What needs to be done: Copy all the entries word for word, but omit the pictures.
------ The input
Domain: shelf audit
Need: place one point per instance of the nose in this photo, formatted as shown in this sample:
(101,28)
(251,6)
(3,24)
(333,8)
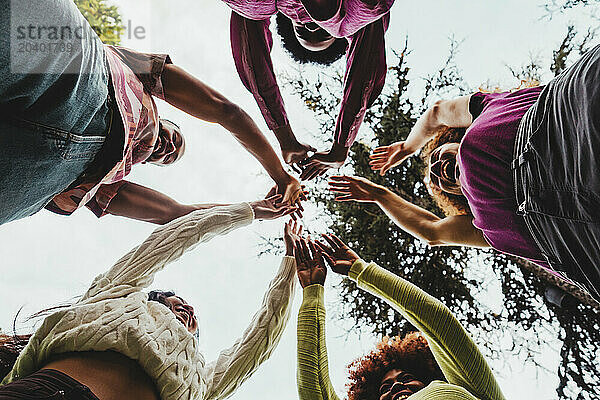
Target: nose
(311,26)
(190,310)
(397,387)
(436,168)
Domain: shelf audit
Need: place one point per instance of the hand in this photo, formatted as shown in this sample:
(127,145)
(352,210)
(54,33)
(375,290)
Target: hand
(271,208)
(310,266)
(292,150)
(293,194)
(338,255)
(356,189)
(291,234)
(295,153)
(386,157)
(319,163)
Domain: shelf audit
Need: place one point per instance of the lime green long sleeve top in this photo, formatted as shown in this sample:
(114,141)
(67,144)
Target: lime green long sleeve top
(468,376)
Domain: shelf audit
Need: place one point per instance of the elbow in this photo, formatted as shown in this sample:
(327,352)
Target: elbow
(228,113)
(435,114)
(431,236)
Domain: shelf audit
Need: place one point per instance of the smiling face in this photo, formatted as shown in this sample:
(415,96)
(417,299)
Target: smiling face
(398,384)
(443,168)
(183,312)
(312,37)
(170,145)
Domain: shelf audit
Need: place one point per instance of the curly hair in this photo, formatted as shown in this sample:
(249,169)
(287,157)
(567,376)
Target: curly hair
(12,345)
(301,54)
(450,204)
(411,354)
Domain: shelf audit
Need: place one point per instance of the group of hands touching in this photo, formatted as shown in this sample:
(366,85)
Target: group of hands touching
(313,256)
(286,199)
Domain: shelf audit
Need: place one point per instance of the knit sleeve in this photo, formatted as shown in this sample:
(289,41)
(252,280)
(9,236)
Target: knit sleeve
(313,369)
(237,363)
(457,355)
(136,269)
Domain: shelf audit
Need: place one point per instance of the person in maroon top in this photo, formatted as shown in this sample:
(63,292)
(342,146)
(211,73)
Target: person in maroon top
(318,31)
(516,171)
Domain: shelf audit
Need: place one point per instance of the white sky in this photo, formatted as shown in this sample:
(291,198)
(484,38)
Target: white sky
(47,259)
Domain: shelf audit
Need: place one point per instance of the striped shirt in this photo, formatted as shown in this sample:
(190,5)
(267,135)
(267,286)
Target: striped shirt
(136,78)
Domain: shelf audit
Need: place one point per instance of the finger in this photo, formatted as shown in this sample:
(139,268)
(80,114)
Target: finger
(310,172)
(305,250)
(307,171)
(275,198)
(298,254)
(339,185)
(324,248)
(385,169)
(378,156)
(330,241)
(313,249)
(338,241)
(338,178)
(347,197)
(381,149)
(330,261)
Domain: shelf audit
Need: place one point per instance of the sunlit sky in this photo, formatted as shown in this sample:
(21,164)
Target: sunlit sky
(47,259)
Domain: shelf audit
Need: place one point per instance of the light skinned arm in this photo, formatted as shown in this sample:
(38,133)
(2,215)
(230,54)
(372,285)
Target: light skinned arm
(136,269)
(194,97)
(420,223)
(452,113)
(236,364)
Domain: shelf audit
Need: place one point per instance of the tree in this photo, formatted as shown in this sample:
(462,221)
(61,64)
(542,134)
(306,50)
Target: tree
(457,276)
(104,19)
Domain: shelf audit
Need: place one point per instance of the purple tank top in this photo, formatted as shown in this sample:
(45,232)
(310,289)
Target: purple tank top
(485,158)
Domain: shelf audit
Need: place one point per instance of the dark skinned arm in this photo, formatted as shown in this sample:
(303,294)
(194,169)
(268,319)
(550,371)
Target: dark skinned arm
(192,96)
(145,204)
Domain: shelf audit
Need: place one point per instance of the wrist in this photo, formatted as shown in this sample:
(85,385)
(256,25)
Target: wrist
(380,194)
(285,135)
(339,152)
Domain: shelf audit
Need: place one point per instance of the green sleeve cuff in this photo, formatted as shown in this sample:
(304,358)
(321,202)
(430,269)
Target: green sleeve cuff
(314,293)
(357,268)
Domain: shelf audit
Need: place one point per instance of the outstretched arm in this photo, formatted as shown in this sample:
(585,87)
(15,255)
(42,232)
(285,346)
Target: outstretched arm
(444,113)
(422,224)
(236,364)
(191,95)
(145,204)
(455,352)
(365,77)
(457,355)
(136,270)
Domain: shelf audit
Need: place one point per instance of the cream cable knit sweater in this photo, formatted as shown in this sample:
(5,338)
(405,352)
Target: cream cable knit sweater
------------
Solution to the exercise:
Domain: shelf audit
Need: place one point per instance of the nose in this photo, formatted as shown in this sample:
(101,28)
(251,6)
(3,24)
(333,8)
Target: nose
(311,26)
(190,310)
(397,387)
(436,168)
Domain: shelf audit
Need: place one point per instance of the hand in this photo, formatted as shown in this sample:
(127,145)
(352,210)
(54,33)
(375,290)
Target: hand
(271,208)
(310,266)
(292,150)
(293,194)
(338,255)
(356,189)
(291,234)
(295,153)
(386,157)
(319,163)
Domain: shelf audit
Need: place one point per instance of the lime green long sleeve top in this photo, formatted as shown in this sample:
(114,141)
(67,144)
Target: lime green long sleeve top
(468,376)
Domain: shelf audit
Need: place one point per instance of the elbow in this photo, formatted as shown in this sample:
(327,352)
Target: elbow
(228,113)
(435,114)
(431,236)
Domain: shelf audit
Need: place one point per instance of the smiling face in this photo, formatted as shown in this sample:
(415,96)
(417,299)
Target: smiling face
(398,384)
(443,168)
(183,312)
(312,37)
(170,145)
Domain: shelf audit
Need: place one point per instance of the curly hair in this photo, formatted as shown in this sample:
(249,169)
(287,157)
(567,376)
Target: curly hair
(12,345)
(301,54)
(450,204)
(411,354)
Domain: shelf audit
Need: place one point per instance of the group of hands touching in this photo, formatted as shown in this sample:
(366,85)
Target: group of hands touching
(313,256)
(286,199)
Domain: shelf audit
Need: place one point per instance of the knit sleeve in this photo, formatted as shown in this sample:
(289,41)
(252,280)
(9,236)
Target: knit sleeve
(313,369)
(237,363)
(457,355)
(136,269)
Domain: shelf audit
Need: place one point per instance of the person in maroon top in this photo, formatted as shown in this sample:
(63,292)
(342,146)
(211,73)
Target: person in maroon top
(318,31)
(516,171)
Domain: shelf audit
Need: place one point per instance of the white sky in this photo, formatted as shown in this sample:
(291,198)
(484,38)
Target: white sky
(47,259)
Domain: shelf audit
Need: place one point per instance of the striped shirt in this photo, formatted as shown in this sample:
(190,5)
(267,135)
(267,286)
Target: striped shirt
(136,78)
Domain: shelf audit
Need: place one point per instance of the finger in this photo, formatted as shown in this sample:
(139,268)
(80,114)
Target: finger
(310,172)
(305,250)
(307,171)
(275,198)
(298,254)
(339,185)
(324,248)
(385,169)
(378,156)
(330,241)
(313,249)
(338,241)
(338,178)
(347,197)
(381,149)
(330,261)
Domain: shelf audit
Need: place one point per instance of the sunlit sky in this photo, formatted as shown in this sample:
(21,164)
Target: sunlit sky
(47,259)
Domain: shelf audit
Need: place one point per instance of the light skinned arm in this photo, formatted as shown in this sample:
(38,133)
(2,215)
(230,54)
(372,285)
Target: light skinned arm
(136,269)
(194,97)
(420,223)
(452,113)
(236,364)
Domain: shelf audit
Need: place one point per instance of the tree in this photo, formatted as shown in this sample:
(462,221)
(61,64)
(542,134)
(306,50)
Target: tree
(457,276)
(104,19)
Domain: shelf audit
Need: place one point per instance of the purple tank top in this photo, formatted as shown in this sample:
(45,232)
(310,289)
Target: purple tank top
(485,158)
Domain: shelf audit
Need: place one point per instance of the dark skinned arm in this photo, formatted as shown in this sample:
(303,294)
(194,169)
(268,319)
(550,371)
Target: dark skinned arm
(192,96)
(145,204)
Domain: shelf audit
Need: place one point per instance of the wrist in this photo, formatted as shown in this sample:
(85,385)
(256,25)
Target: wrist
(380,194)
(285,135)
(339,152)
Domain: shelf audit
Need: place one point per instance of the green sleeve cuff in this photo, formatted as shown in this sample:
(304,358)
(321,202)
(430,269)
Target: green sleeve cuff
(314,293)
(357,268)
Domain: shelf audit
Need: place one point per instance of the outstretched arm in this photo, formatted as shown in this sample:
(585,87)
(15,255)
(42,232)
(285,346)
Target: outstretched arm
(444,113)
(422,224)
(236,364)
(191,95)
(145,204)
(455,352)
(365,77)
(457,355)
(136,270)
Domain: shelf audit
Need: place one point per instance of the cream cable knit sweater in this photo, formatted as shown in this sample:
(5,338)
(405,352)
Target: cream cable knit sweater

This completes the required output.